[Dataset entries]
----

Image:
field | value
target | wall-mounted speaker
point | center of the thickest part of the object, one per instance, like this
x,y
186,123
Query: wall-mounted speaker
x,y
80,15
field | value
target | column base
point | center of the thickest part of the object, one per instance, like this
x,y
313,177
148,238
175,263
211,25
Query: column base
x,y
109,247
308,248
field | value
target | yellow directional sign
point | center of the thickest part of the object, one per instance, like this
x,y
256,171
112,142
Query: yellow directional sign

----

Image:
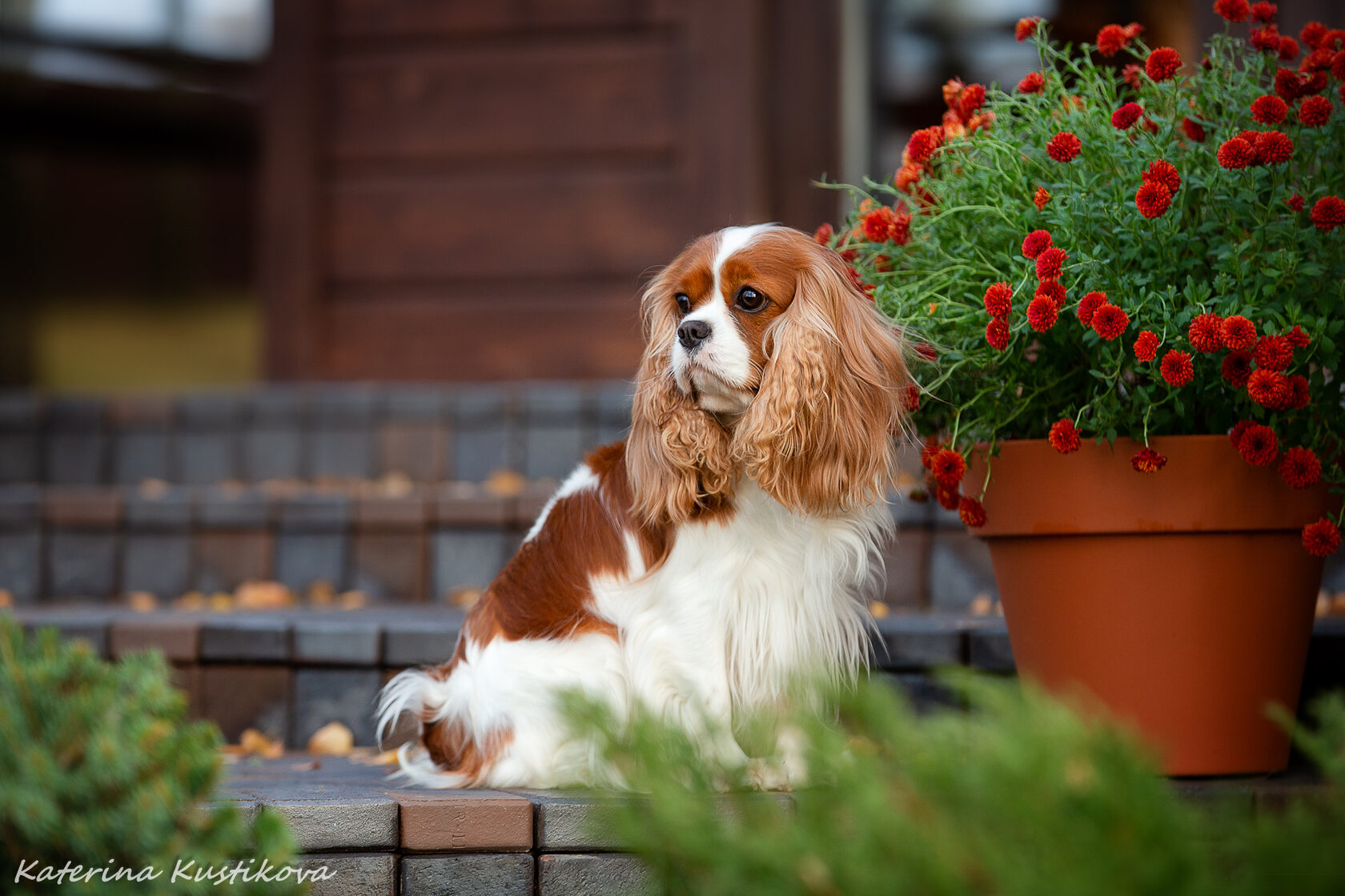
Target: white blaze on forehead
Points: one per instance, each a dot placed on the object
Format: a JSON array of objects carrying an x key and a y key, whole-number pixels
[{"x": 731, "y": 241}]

----

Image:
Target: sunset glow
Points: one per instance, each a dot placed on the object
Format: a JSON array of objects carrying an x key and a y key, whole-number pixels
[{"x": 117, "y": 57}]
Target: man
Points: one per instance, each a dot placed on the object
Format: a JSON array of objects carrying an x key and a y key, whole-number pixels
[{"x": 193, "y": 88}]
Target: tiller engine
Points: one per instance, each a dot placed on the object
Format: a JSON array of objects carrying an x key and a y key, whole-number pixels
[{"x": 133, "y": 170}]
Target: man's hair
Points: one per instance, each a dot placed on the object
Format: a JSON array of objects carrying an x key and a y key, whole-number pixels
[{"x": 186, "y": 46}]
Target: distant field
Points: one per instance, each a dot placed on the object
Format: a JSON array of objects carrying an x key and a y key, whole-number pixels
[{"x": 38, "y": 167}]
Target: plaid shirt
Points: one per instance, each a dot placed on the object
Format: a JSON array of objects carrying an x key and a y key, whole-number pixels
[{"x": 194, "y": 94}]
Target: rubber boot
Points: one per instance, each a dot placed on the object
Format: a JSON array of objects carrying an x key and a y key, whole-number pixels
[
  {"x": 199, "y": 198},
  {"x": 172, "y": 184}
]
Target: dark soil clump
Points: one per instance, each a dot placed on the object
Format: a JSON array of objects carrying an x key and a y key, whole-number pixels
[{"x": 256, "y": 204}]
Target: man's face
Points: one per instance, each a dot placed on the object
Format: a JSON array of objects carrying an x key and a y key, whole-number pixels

----

Which lines above contain "sign"? Show each of them.

__Problem solution__.
target | yellow directional sign
Query: yellow directional sign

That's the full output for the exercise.